### What to work on
Within the records below, how many lines contain "railing"? The answer is that number alone.

** Data for analysis follows **

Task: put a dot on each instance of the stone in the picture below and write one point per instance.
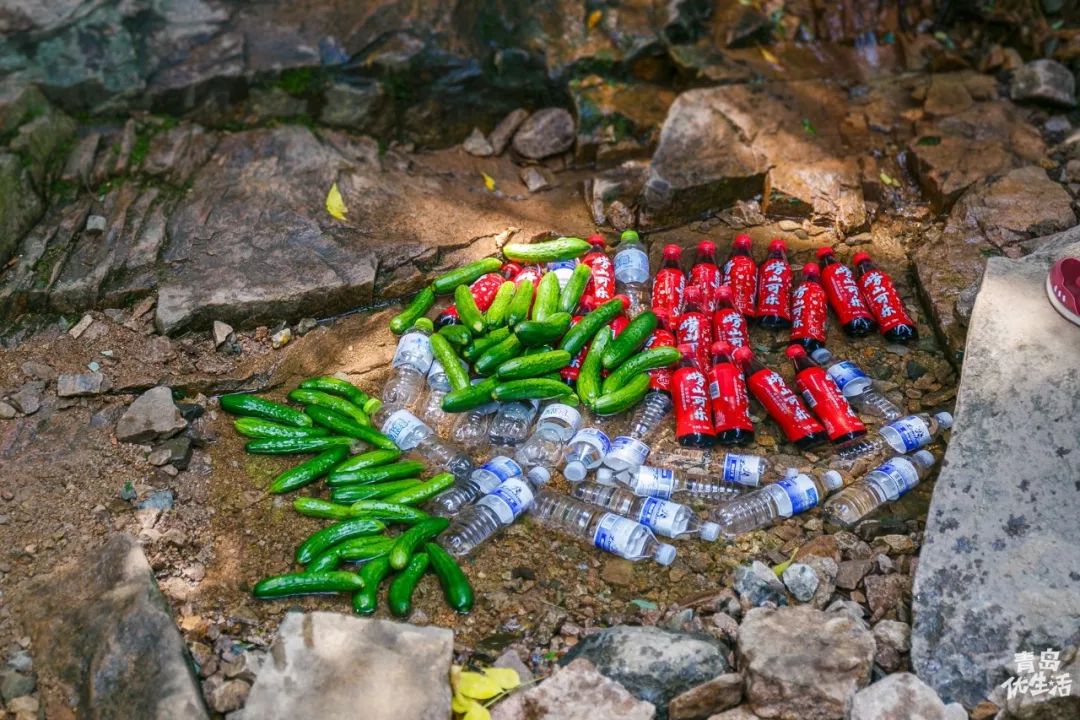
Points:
(802, 663)
(653, 664)
(1043, 81)
(547, 132)
(319, 650)
(105, 640)
(574, 692)
(900, 696)
(988, 584)
(151, 417)
(707, 698)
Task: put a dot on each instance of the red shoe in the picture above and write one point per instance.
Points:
(1063, 288)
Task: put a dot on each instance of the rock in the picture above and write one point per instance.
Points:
(900, 696)
(802, 663)
(1045, 81)
(653, 664)
(545, 133)
(105, 640)
(319, 650)
(574, 692)
(707, 698)
(974, 606)
(151, 417)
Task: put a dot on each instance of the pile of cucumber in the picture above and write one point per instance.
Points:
(373, 498)
(527, 336)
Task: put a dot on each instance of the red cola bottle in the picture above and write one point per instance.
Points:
(809, 310)
(855, 317)
(781, 403)
(727, 391)
(824, 397)
(740, 274)
(885, 302)
(774, 288)
(728, 323)
(693, 428)
(705, 273)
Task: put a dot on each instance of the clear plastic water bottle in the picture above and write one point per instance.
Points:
(495, 511)
(664, 517)
(410, 434)
(510, 425)
(557, 423)
(856, 386)
(409, 367)
(482, 480)
(586, 450)
(795, 493)
(632, 272)
(608, 531)
(882, 485)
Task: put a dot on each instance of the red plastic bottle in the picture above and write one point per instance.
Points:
(774, 288)
(728, 323)
(809, 310)
(727, 391)
(783, 406)
(740, 274)
(693, 428)
(705, 273)
(824, 397)
(855, 318)
(885, 302)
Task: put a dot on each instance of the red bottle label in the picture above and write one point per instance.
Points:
(774, 289)
(741, 274)
(690, 397)
(667, 289)
(783, 405)
(883, 300)
(729, 325)
(809, 312)
(827, 403)
(727, 390)
(844, 294)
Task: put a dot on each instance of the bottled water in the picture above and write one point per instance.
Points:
(409, 434)
(555, 426)
(409, 367)
(883, 484)
(586, 450)
(793, 494)
(664, 517)
(608, 531)
(493, 512)
(482, 480)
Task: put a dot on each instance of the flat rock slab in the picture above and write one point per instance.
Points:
(996, 575)
(328, 665)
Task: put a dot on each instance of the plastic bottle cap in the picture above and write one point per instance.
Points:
(665, 554)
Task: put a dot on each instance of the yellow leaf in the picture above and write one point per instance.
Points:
(335, 204)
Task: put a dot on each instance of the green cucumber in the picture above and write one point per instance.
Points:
(456, 586)
(400, 596)
(257, 407)
(639, 363)
(623, 398)
(563, 248)
(590, 325)
(302, 583)
(447, 282)
(531, 366)
(632, 339)
(421, 303)
(408, 541)
(308, 472)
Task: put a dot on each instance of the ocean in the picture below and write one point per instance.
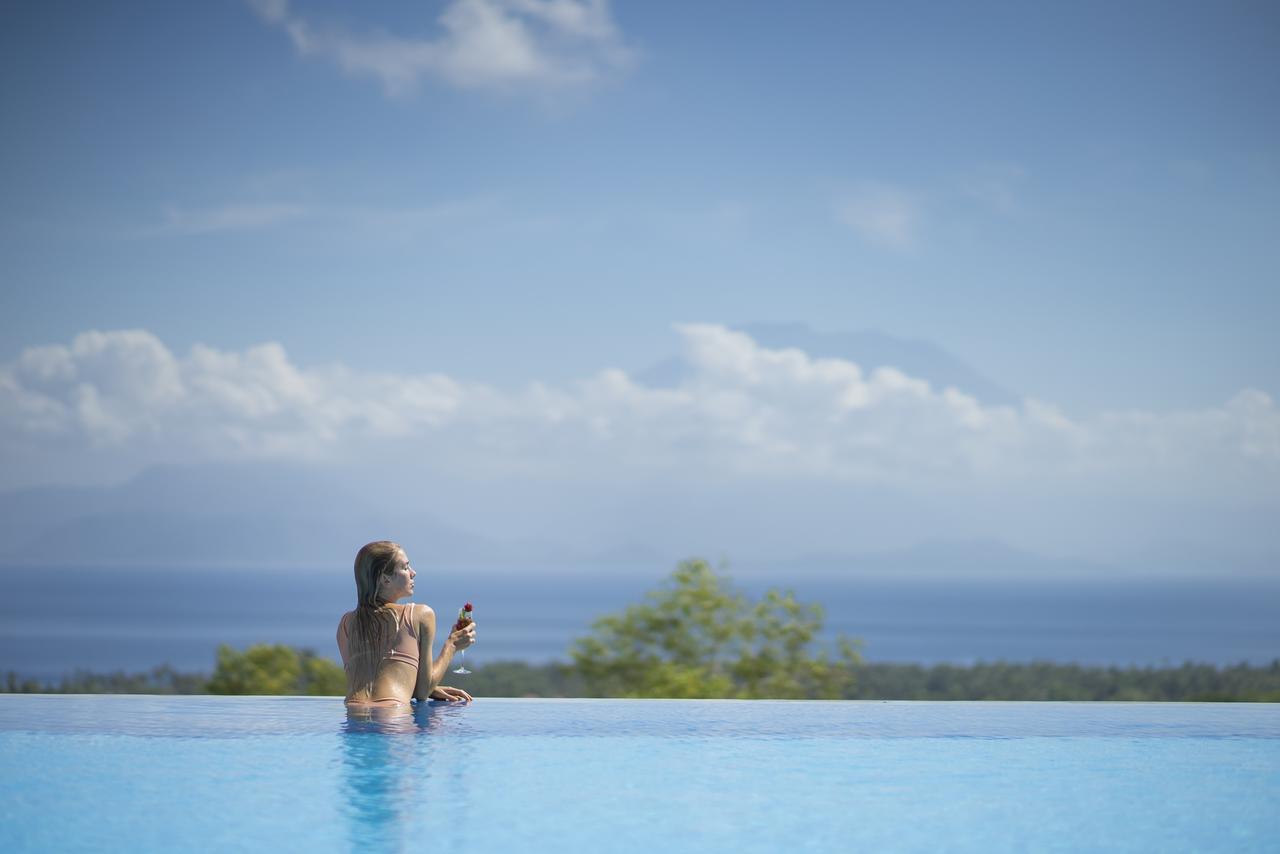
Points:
(54, 621)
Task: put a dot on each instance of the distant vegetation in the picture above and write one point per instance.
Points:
(696, 636)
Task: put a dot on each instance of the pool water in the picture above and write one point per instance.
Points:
(516, 775)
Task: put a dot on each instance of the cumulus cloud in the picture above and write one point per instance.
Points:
(481, 45)
(743, 412)
(881, 215)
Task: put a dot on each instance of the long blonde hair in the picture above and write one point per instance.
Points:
(375, 622)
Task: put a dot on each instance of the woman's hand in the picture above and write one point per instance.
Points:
(464, 638)
(449, 694)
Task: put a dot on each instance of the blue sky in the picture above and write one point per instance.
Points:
(1077, 200)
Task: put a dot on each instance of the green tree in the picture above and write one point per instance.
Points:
(275, 668)
(698, 636)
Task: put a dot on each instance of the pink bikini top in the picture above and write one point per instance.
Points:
(405, 645)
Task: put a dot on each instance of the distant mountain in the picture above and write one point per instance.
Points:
(243, 515)
(868, 350)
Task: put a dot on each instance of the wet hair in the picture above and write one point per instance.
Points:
(374, 624)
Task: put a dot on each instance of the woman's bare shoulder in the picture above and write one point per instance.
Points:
(424, 615)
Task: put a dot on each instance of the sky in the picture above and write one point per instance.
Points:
(455, 236)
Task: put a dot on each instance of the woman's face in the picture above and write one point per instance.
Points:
(400, 583)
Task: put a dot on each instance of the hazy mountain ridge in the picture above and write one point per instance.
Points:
(254, 515)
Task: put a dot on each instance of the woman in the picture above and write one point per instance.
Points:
(385, 647)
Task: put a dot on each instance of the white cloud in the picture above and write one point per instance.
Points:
(483, 45)
(744, 412)
(384, 223)
(995, 186)
(882, 215)
(231, 218)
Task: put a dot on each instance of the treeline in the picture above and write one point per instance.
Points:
(698, 636)
(869, 681)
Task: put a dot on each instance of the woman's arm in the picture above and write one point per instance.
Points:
(432, 670)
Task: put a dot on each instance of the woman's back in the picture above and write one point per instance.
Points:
(382, 666)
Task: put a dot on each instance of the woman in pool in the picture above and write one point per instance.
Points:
(387, 647)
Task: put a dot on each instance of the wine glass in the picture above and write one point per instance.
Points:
(464, 620)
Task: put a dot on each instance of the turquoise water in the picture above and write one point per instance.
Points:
(506, 775)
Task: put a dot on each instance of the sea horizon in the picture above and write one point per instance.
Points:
(132, 620)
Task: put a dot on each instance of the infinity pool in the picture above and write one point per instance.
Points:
(508, 775)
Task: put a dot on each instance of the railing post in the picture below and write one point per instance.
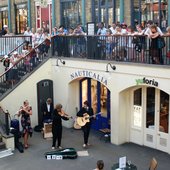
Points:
(7, 122)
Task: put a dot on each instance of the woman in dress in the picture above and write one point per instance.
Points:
(25, 112)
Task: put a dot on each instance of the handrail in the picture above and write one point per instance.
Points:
(119, 48)
(21, 59)
(12, 43)
(12, 51)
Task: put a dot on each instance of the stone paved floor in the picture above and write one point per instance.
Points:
(33, 158)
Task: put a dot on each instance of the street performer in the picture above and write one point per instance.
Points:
(84, 111)
(58, 115)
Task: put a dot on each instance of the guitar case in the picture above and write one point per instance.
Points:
(66, 153)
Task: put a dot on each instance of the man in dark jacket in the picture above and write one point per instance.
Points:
(86, 110)
(47, 110)
(4, 30)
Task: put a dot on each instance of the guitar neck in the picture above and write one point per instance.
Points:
(95, 115)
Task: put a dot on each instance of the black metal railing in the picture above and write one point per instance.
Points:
(9, 44)
(23, 66)
(122, 48)
(4, 121)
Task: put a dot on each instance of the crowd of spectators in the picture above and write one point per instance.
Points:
(116, 44)
(119, 41)
(31, 53)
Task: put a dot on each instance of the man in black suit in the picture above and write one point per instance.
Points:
(47, 110)
(86, 109)
(4, 30)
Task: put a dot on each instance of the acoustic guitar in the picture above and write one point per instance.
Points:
(81, 121)
(76, 125)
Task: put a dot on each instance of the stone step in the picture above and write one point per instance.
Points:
(2, 145)
(5, 153)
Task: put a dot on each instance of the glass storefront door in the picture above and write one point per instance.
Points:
(21, 20)
(71, 13)
(3, 19)
(151, 118)
(99, 97)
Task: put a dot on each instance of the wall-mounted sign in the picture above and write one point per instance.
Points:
(147, 81)
(137, 116)
(90, 74)
(90, 28)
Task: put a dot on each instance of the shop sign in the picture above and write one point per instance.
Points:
(3, 8)
(90, 74)
(43, 3)
(137, 116)
(21, 6)
(147, 81)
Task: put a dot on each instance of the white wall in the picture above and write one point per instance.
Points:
(66, 90)
(27, 90)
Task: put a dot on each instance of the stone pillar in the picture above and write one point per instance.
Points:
(29, 13)
(122, 11)
(9, 16)
(53, 14)
(9, 141)
(168, 12)
(83, 13)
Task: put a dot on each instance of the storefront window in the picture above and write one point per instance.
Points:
(150, 11)
(3, 19)
(21, 20)
(137, 108)
(150, 108)
(103, 100)
(164, 112)
(84, 91)
(71, 13)
(94, 95)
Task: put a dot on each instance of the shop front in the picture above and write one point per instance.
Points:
(21, 13)
(3, 17)
(44, 16)
(95, 90)
(147, 114)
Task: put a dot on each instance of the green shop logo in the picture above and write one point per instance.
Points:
(146, 81)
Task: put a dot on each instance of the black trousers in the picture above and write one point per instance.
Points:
(86, 131)
(57, 135)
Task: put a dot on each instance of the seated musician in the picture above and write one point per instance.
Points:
(86, 109)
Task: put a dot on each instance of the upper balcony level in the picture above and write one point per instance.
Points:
(127, 48)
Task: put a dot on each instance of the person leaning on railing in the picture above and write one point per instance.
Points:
(13, 76)
(155, 52)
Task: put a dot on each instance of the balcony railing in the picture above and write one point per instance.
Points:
(10, 43)
(138, 49)
(23, 66)
(4, 122)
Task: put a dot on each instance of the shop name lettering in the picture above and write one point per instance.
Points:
(89, 74)
(146, 81)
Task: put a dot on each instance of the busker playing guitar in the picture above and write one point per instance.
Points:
(84, 111)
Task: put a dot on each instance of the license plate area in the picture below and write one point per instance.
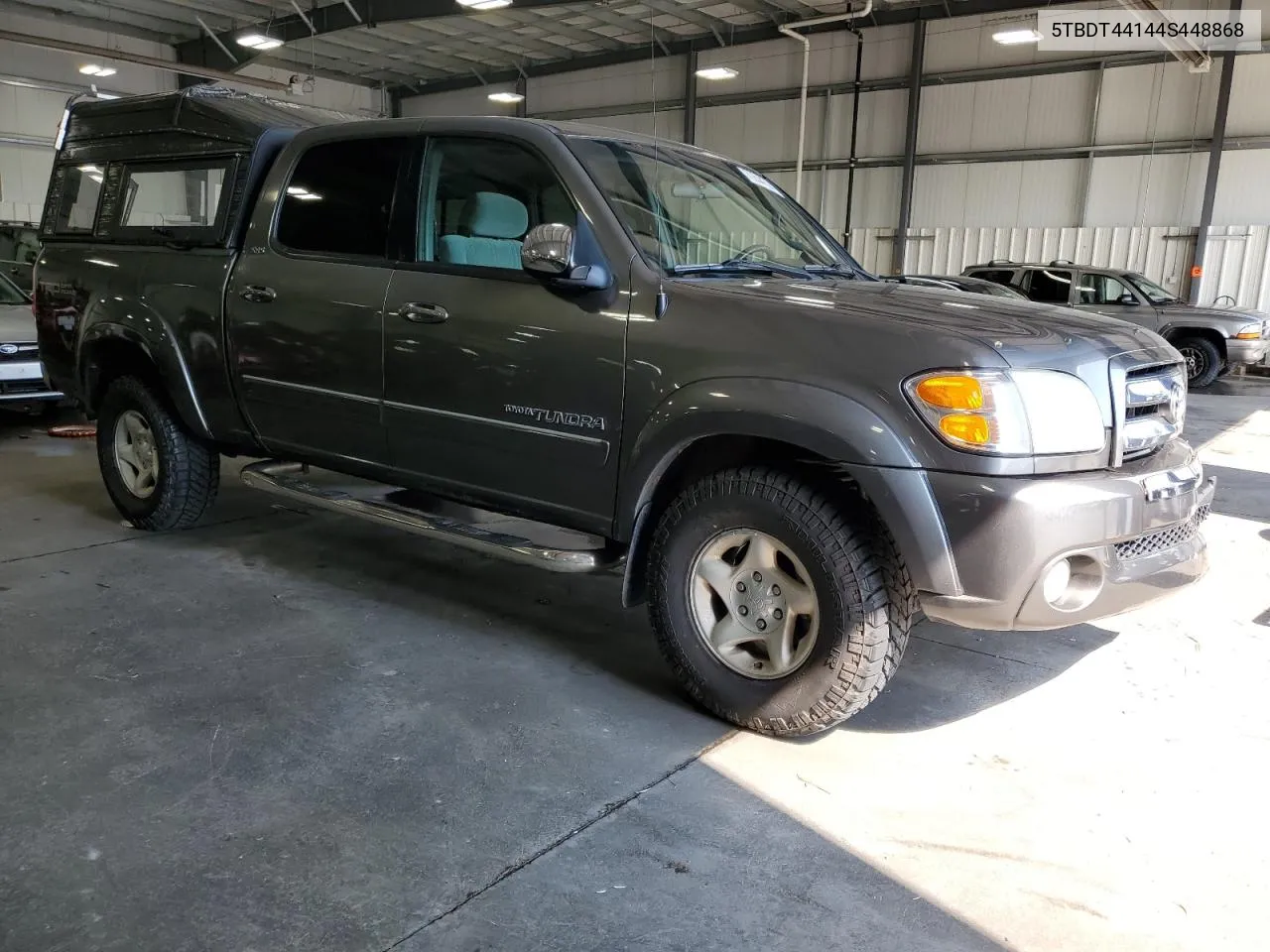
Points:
(23, 371)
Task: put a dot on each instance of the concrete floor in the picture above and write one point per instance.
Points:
(298, 731)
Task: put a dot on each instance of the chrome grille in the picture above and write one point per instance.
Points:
(1155, 408)
(1164, 539)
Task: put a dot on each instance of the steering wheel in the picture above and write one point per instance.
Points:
(748, 253)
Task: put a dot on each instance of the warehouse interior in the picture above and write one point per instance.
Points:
(286, 729)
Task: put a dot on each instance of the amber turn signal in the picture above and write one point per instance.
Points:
(952, 393)
(966, 428)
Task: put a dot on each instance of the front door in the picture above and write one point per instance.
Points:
(1111, 298)
(498, 388)
(305, 303)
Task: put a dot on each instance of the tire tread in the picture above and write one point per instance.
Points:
(873, 579)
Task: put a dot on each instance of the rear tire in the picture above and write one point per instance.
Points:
(158, 475)
(1203, 361)
(751, 527)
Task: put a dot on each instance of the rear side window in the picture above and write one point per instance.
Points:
(76, 208)
(171, 197)
(339, 198)
(1049, 286)
(1101, 290)
(997, 277)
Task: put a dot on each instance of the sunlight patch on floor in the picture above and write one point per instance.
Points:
(1114, 806)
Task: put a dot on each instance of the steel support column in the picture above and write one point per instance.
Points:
(690, 96)
(1092, 139)
(906, 181)
(1214, 163)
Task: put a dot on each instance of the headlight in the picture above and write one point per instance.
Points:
(1010, 413)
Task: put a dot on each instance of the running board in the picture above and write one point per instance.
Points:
(425, 516)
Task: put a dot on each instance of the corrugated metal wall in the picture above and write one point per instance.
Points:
(1237, 261)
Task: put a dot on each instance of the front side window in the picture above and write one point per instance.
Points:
(689, 209)
(1102, 290)
(1049, 286)
(339, 198)
(173, 197)
(1155, 294)
(479, 197)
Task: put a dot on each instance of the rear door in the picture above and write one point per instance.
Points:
(497, 386)
(305, 302)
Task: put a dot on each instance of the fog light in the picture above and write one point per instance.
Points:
(1055, 585)
(1071, 584)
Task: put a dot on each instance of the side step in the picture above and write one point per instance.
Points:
(427, 516)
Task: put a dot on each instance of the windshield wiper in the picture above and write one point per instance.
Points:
(742, 268)
(835, 270)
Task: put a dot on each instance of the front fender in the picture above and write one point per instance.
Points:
(151, 335)
(864, 445)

** End of Data for analysis **

### Solution for this problem
4